▸ **Task details**: From top to bottom, each entry below must be reproduced exactly.

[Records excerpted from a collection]
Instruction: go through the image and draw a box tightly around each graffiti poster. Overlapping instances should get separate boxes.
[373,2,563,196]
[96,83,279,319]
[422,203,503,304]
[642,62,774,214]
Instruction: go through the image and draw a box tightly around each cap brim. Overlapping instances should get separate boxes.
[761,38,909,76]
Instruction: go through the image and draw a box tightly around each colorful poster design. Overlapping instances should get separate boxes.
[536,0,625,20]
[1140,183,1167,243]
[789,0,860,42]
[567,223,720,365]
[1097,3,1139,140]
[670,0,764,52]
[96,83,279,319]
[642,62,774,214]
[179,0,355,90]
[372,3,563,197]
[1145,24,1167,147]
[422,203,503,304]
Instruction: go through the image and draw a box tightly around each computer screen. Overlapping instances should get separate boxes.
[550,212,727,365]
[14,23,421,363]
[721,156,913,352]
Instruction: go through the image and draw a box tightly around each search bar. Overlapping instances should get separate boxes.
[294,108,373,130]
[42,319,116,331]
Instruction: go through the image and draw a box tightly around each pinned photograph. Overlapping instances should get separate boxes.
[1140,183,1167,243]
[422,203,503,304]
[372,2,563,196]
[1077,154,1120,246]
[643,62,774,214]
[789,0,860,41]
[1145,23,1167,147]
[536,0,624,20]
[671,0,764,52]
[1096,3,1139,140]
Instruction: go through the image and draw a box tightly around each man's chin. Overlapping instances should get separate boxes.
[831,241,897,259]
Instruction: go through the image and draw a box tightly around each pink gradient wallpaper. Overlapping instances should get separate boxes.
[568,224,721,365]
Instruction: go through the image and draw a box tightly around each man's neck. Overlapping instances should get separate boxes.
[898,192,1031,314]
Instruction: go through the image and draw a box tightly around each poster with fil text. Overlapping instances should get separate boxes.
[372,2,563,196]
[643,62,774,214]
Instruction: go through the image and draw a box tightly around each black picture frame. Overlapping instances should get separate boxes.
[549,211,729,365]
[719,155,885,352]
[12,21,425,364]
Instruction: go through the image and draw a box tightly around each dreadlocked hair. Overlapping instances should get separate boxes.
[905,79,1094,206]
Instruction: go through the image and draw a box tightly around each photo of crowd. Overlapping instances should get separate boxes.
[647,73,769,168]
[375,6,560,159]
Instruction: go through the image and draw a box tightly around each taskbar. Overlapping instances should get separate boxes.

▸ **Task result**:
Instruction: go through the image and draw a box tightly around each graffiti poster. Overlapping instances should get separate boxes.
[373,2,563,196]
[96,83,279,319]
[422,203,503,304]
[642,62,774,214]
Instruction: go through the image and draw a box tightly around each cap brim. Overlapping instances should get separate boxes.
[761,38,909,76]
Instruction: go through the image and draw a box tightly around each colorful poster design. Overlapping instances should get separate boxes.
[536,0,625,20]
[1140,183,1167,243]
[789,0,860,42]
[567,223,720,365]
[1097,3,1139,140]
[670,0,764,52]
[96,83,279,319]
[642,62,774,214]
[179,0,355,90]
[372,3,563,197]
[1145,24,1167,147]
[422,203,503,304]
Instruction: go through the image and draw a box tightly around each computer screen. Overlapping instances should get separate boxes.
[550,212,727,365]
[14,23,421,363]
[721,156,913,352]
Instruction: go through the image and draw a box tightly around each search bar. Overlapping instances should get separate boxes.
[294,108,373,130]
[42,319,116,331]
Instruction: go through the image and draw a box tightly around each pinned photograph. Overlapping instances should get separate boxes.
[1140,183,1167,243]
[422,203,503,304]
[372,2,563,196]
[1077,154,1120,246]
[643,62,774,214]
[789,0,860,41]
[1145,23,1167,147]
[536,0,624,20]
[671,0,764,52]
[1096,3,1139,140]
Instruction: go through the image and draw a box tightly around each man's chin. Overlapping instances should get separate boxes.
[831,241,897,259]
Instruction: go through the image and draw a box tightly around each pink gradient wallpaper. Overlapping instances should get separate boxes.
[568,224,721,365]
Instruction: go through the image and draw a box tightly around each man's neck. Overlapping instances should get separate boxes.
[898,192,1031,314]
Instruction: go through the image and draw a box tightly around each poster with fil text. Overlapping instances should get separate boxes.
[372,2,563,196]
[643,62,774,214]
Instruction: go through the image and draw a box tightly around each black picture frame. Overlapping instances should get separate boxes.
[549,211,729,365]
[719,155,885,352]
[12,21,425,364]
Instruction: go through the image and draw a box tightly around each dreadlocked hair. Overlapping instances should get separate boxes.
[905,79,1094,206]
Instruction: go through the image and draw a box tightly around each photo of crowd. Overlapping instances should get separate boxes.
[647,73,769,168]
[375,6,560,159]
Instruction: go through the image and draw a box tightly around each taskbar. Overlapping instances should get separate boxes.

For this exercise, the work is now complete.